**Study material:**
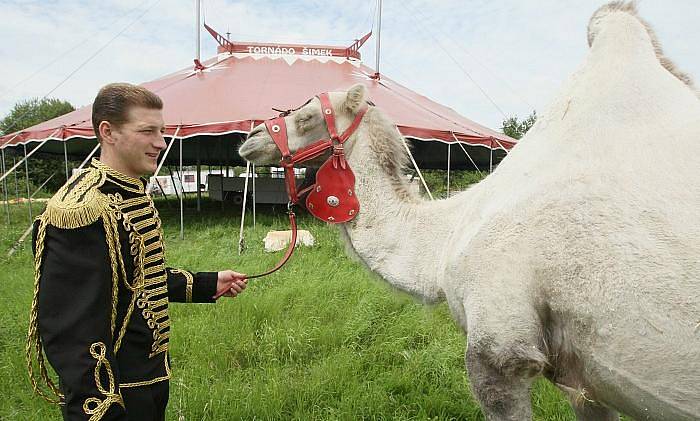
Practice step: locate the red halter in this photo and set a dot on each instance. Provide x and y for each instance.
(332, 198)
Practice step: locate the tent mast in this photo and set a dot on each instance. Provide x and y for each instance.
(379, 37)
(196, 28)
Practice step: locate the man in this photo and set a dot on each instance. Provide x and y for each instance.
(101, 294)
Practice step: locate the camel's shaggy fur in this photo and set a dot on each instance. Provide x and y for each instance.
(585, 269)
(631, 8)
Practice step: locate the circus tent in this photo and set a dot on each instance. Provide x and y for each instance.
(214, 104)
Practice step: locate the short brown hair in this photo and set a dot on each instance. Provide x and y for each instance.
(113, 102)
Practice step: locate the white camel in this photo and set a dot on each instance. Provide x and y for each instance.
(577, 259)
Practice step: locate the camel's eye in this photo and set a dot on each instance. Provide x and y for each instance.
(303, 122)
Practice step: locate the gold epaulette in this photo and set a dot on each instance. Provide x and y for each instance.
(79, 202)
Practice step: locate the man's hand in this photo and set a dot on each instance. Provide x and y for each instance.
(230, 284)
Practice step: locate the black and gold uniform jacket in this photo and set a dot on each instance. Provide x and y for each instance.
(101, 293)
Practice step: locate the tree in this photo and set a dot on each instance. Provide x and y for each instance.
(26, 114)
(517, 129)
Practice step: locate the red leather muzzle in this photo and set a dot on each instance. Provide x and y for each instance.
(332, 198)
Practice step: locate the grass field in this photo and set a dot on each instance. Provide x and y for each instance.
(322, 339)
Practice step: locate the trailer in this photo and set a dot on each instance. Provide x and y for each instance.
(268, 190)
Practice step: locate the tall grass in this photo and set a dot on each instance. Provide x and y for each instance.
(322, 339)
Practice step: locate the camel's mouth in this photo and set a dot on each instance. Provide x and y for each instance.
(259, 148)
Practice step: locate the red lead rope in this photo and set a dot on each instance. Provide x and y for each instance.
(287, 255)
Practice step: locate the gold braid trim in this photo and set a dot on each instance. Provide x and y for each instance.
(110, 225)
(33, 338)
(78, 203)
(149, 382)
(96, 407)
(189, 281)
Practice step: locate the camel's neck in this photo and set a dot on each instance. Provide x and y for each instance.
(399, 237)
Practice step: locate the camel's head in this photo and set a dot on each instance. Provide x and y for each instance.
(305, 126)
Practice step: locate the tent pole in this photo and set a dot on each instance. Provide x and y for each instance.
(196, 27)
(26, 173)
(254, 200)
(241, 240)
(16, 182)
(4, 188)
(172, 179)
(167, 151)
(82, 164)
(65, 156)
(448, 169)
(14, 167)
(420, 175)
(182, 197)
(199, 178)
(253, 167)
(467, 154)
(379, 34)
(221, 171)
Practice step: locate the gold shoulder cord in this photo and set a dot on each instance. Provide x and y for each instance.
(33, 339)
(96, 407)
(71, 208)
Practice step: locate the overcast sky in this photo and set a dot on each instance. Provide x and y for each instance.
(517, 52)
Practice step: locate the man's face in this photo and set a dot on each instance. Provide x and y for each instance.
(138, 142)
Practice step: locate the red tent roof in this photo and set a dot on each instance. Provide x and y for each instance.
(237, 89)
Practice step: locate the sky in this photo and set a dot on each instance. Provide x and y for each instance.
(487, 59)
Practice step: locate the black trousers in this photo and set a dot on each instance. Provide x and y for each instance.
(143, 403)
(146, 403)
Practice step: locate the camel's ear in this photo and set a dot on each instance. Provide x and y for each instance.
(355, 98)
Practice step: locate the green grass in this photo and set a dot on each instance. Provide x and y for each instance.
(322, 339)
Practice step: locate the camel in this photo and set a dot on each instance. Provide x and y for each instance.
(577, 259)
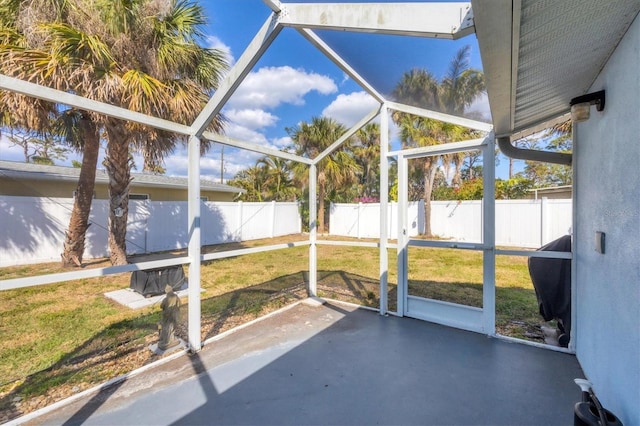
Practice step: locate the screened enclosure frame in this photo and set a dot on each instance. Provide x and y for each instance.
(436, 20)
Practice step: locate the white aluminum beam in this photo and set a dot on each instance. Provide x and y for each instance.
(384, 210)
(251, 250)
(447, 118)
(437, 20)
(59, 97)
(274, 5)
(226, 140)
(263, 39)
(15, 283)
(346, 136)
(403, 236)
(313, 231)
(445, 148)
(195, 243)
(489, 237)
(515, 52)
(341, 63)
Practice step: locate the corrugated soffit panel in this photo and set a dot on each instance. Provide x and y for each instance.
(563, 47)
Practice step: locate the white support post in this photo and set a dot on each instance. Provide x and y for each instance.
(358, 219)
(273, 219)
(313, 232)
(403, 238)
(488, 237)
(240, 221)
(543, 221)
(384, 210)
(193, 192)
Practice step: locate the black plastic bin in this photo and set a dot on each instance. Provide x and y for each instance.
(152, 282)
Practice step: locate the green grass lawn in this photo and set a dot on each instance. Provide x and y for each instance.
(61, 338)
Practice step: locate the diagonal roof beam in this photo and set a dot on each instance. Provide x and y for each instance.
(274, 5)
(341, 63)
(226, 140)
(347, 135)
(437, 20)
(453, 119)
(263, 39)
(59, 97)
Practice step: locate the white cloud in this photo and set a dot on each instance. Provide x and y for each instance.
(272, 86)
(280, 143)
(480, 107)
(245, 134)
(251, 118)
(349, 109)
(215, 43)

**Action item:** Please output the entries above exactly, leaving out every picture.

**Result:**
Practice step: locate the red halter in this photo and set a dot on each instance. Provide x and y for each instance.
(332, 198)
Practice step: locate the tent mast in this photo and set a dot on each instance. Provide x and y for each instance.
(379, 37)
(196, 28)
Practice step: locate the man in this photo and set a dot on each instance. Provide x and y for each instance.
(101, 294)
Practice step: locate the camel's shaggy fur in this photo and set a dot on each instance. Provide x and y for each instance.
(585, 269)
(631, 8)
Practice step: locate the circus tent in this photo and set a dot on each instance. Provide x and y for each instance.
(214, 104)
Practice step: locate the short brown hair in this photo and set a dot on each instance. Provide x and y for each instance.
(113, 102)
Practice step: locate the white camel in this photo and set a dot on each instance. Provide x and y for each instance.
(577, 259)
Practice step: locate the camel's eye in this photo and set a dot on each instance. Provide x and y for each instance.
(303, 122)
Practice step: locate the gold epaulette in this photo and set a dot on each instance. Provide x and y for each instance.
(79, 202)
Practice step: locate the man's hand in this photo and set a dot on each instance. Provide x and y for each instance.
(230, 284)
Practice step: locate the black and gold uniform jacket in this photo and set a dot on each instance. Provide x and y for each instance.
(101, 293)
Practice step: locate the tree in this photo and set a dot on each instance. Provide x and y for each instance.
(26, 114)
(517, 129)
Practice step: locate the red leather muzzle in this photo and set a dot on each instance. Provide x and y for each instance.
(332, 198)
Practice step: locate the grass field in this photo and set a dot on each instance. Provide x and y for each instance.
(322, 339)
Practice step: locate the trailer in this photo and set a dot on each instance. Provide x and y for each instance.
(268, 190)
Practice step: locate the tall grass in this photo and set a dot on each instance. Provide x and y for each instance.
(322, 339)
Practice step: locate the camel's mouth in this photo and set a dot on each instance. Provide x and y for each instance.
(259, 148)
Practice step: locate the red lead rope in this photo and set a dot on each instance. Provide x and y for each instance.
(287, 255)
Practice step: locate the gold braid trim in this photo and set a dot on each instance. Provide x and y for each instance.
(110, 225)
(33, 338)
(78, 203)
(149, 382)
(96, 407)
(189, 281)
Practice step: locate the camel's neck in this photo and set a dot on each instance. Provide x and y for each instance.
(399, 237)
Practice step: locate the camel's head in this photo and set a dot on each instance. Provide x and y for each instance.
(305, 126)
Practice step: locate the tent pole in this photo and set a dot on each instance. Provide x and y for each instance.
(196, 27)
(26, 173)
(254, 200)
(241, 240)
(16, 182)
(4, 188)
(172, 179)
(167, 151)
(82, 164)
(65, 156)
(448, 169)
(14, 167)
(420, 175)
(182, 197)
(199, 178)
(253, 167)
(467, 154)
(379, 34)
(221, 171)
Practice step: locate the gold shoulder cord in this photo and set a dot on each instance. Provide x and y for each instance.
(33, 339)
(96, 407)
(71, 208)
Practice step: locate the overcast sky in this photo and set a dot on each instance. Provide x and y for each instance.
(517, 52)
Practice step: locate the man's face in this photo and set a dot on each instance. Provide x and y for each instance.
(138, 142)
Practice step: locate the red tent roof in this photo and set a dot on each instance. Provide x and y for each instance.
(237, 89)
Practice step: locate the sky in this photo and set a dot on each instance. Provide x and y for each instance.
(487, 59)
Practice step: locate the black trousers in this photo and set a dot on each instance. Provide x and y for each instance.
(143, 403)
(146, 403)
Practice step: locate the camel's ear in this photo and set a dot on each instance. Provide x and y for each instance.
(355, 98)
Practice step: locate the green grass in this photo and set a dot on each instance. Provide x and y for each instance.
(322, 339)
Practice step: locate the camel in this photo and set a dot on each instance. Provide x and y for each instance.
(577, 259)
Practice step: locate the screened enclosure frame in this photo and set a dot on each instance. Provide x and y for each instance.
(436, 20)
Practice step: locate the white aluminum beam in this photo and set a dot on each instance. Provide x and y for each instance.
(384, 210)
(251, 250)
(447, 118)
(437, 20)
(59, 97)
(274, 5)
(226, 140)
(263, 39)
(15, 283)
(346, 136)
(403, 236)
(313, 231)
(445, 148)
(195, 243)
(489, 237)
(515, 52)
(341, 63)
Practice step: locate the corrugated soffit panel in this photo and set a dot on each instance. Provide x and y for each instance.
(563, 47)
Practice step: locate the white support post in this photo and set a dot on each instance. Provide x and y for each instance.
(358, 219)
(273, 219)
(313, 232)
(403, 238)
(488, 237)
(240, 221)
(543, 221)
(384, 210)
(193, 192)
Practice step: locate the black plastic bin in this photo and set a dot on each instance. Provide x and y for each instance.
(152, 282)
Practice step: locate the green grass lawn in this photo and set a dot on each instance. Provide x and y for each instance.
(61, 338)
Practice step: locate the diagonal roof beam in this photo and set a dot on each instance. Provide x and y for each instance.
(274, 5)
(341, 63)
(226, 140)
(347, 135)
(437, 20)
(453, 119)
(263, 39)
(59, 97)
Practice step: locate the white cloud in this photo and set a dot on each instance. Provide x and y for each instance.
(272, 86)
(280, 143)
(480, 107)
(245, 134)
(251, 118)
(349, 109)
(215, 43)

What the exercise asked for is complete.